Nos últimos tempos, diante do crescente perigo de uma conflagração mundial, da continuidade dos conflitos entre senhores da guerra e do avanço diário das lutas de massas, os imperialistas e o Kuomintang intensificaram sua colaboração, lançando ataques ainda mais brutais contra as massas revolucionárias e a vanguarda da revolução, o Partido Comunista da China. Os camaradas Peng Pai, Yang Yin e outros, vítimas de um desses ataques bárbaros, foram assassinados em um complô tramado em estreita colusão entre os imperialistas e o Kuomintang.

Os camaradas Peng Pai, Yang Yin, Yan Changyi e Xing Shizhen foram presos no dia 24 de agosto de 1929, por volta das quatro da tarde(2). Como se estivessem enfrentando um inimigo formidável, policiais armados das forças imperialistas, acompanhados de detetives chineses da Delegacia de Segurança Pública, chegaram em carros blindados vermelhos até a casa dos renegados Bai Xin e sua esposa, na região oeste de Xangai. Após cercarem o beco por dentro e por fora, subiram as escadas e realizaram as prisões, demonstrando que agiam com informações precisas sobre a residência. Prenderam, segundo uma lista prévia, cinco pessoas (Peng, Yang, Yan, Xing e também o camarada Zhang Jichun(3)), mas deixaram o casal Bai Xin completamente ileso. Concluído o ato, realizaram uma busca na casa e encontraram, escondidos debaixo da cama de Bai Xin, diversos materiais revolucionários, como os jornais O Bolchevique, Bandeira Vermelha(4) e circulares do Comitê Central do Partido Comunista. Os cinco camaradas foram imediatamente empurrados para dentro dos veículos pelos policiais e detetives, sendo levados diretamente para a Delegacia de Polícia de Xinzha. Toda a imprensa foi proibida de noticiar o ocorrido, razão pela qual as amplas massas permaneceram sem saber da prisão de seus dirigentes.

O dia 25 de agosto caiu em um domingo, e o Tribunal Provisório não funcionava. No dia 26, quando esse tribunal, controlado pelos estrangeiros, voltou a funcionar, o juiz, um lacaio dos imperialistas, em estreito conluio com o representante da Delegacia de Segurança Pública de Xangai, encenou a farsa de um julgamento e emitiu a sentença de extradição dos presos para a Delegacia. Na audiência, estavam presentes apenas os cinco camaradas detidos, cujas fotos haviam sido tiradas no próprio dia da prisão, sendo então chamados nominalmente e interrogados um a um. É evidente que o renegado Bai Xin havia fornecido secretamente provas que os identificavam. Para a extradição, foram mais uma vez colocados em carros blindados e levados, sob escolta armada, até a sede da Delegacia de Segurança Pública. Informações sobre o interrogatório e a extradição foram publicadas nos jornais vespertinos daquele dia, mas seus nomes verdadeiros não foram divulgados. A ocultação de suas identidades foi realizada deliberadamente pela classe dominante, com o objetivo de evitar uma reação firme e direta das massas.

→ Dados fornecidos:
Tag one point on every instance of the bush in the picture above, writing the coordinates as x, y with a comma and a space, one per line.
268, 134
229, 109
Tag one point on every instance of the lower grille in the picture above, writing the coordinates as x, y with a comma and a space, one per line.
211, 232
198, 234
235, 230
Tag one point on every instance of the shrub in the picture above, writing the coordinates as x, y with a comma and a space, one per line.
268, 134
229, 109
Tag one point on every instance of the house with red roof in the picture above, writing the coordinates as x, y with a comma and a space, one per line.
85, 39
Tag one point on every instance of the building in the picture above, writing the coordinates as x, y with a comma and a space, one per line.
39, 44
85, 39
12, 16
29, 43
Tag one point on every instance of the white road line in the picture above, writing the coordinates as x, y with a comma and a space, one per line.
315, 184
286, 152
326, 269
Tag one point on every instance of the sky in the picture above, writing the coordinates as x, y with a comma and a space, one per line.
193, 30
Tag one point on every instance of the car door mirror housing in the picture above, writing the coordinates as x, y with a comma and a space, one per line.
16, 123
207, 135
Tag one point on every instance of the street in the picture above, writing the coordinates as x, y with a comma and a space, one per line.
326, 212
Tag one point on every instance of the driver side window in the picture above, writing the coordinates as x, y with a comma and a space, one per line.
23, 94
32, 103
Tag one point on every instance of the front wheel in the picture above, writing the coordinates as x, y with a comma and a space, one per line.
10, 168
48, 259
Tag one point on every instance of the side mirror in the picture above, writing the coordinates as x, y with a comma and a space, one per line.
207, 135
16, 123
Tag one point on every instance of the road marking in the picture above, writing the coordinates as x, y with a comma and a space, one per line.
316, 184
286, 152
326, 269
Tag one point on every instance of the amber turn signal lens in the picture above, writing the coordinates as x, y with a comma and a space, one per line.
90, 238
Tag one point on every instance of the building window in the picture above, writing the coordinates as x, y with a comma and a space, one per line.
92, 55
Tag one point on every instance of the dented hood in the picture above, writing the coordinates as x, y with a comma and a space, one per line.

→ Instruções: Por favor, escreva a continuação do texto sobre a prisão de Peng Pai e seus camaradas, começando logo depois da última frase dele.

→ Resposta do exercício:
Na mesma noite em que chegaram à Delegacia de Segurança Pública, os cinco camaradas voltaram a ser interrogados; sem que, no entanto, se arrancasse deles absolutamente nada. Por sua vez, os cinco camaradas imediatamente começaram a fazer trabalho de propaganda dentro da prisão, deixando muitos guardas profundamente impressionados. Na tarde do dia 27, o interrogatório foi retomado e durou entre quatro e cinco horas. Quando chegou a vez do camarada Peng Pai, um testemunho foi apresentado para confirmar sua identidade, a qual Peng reconheceu abertamente, sem qualquer hesitação. Ao ser questionado sobre sua trajetória pessoal, o camarada Peng falou, com enorme paixão, durante mais de uma hora. Começou relatando seu trabalho no movimento camponês em Haifeng e Lufeng, antes mesmo de ingressar no Partido, e seguiu descrevendo como ali fundou os sovietes. Quando começou a narrar como puniu os contrarrevolucionários em Haifeng e Lufeng, o camarada Peng se voltou diretamente ao interrogador e, em voz alta, declarou: “Fuzilamos incontáveis contrarrevolucionários como você. Chega de perguntas. Levem-me logo para o fuzilamento”. Até o próprio interrogador ficou visivelmente abalado. Ao chegar sua vez, o camarada Yang Yin também reconheceu abertamente sua trajetória revolucionária. Ao retornarem para as celas após o interrogatório, os cinco camaradas entoaram juntos A Internacional, expressando seu ódio coletivo contra o inimigo; um gesto que causou enorme impacto em toda a prisão.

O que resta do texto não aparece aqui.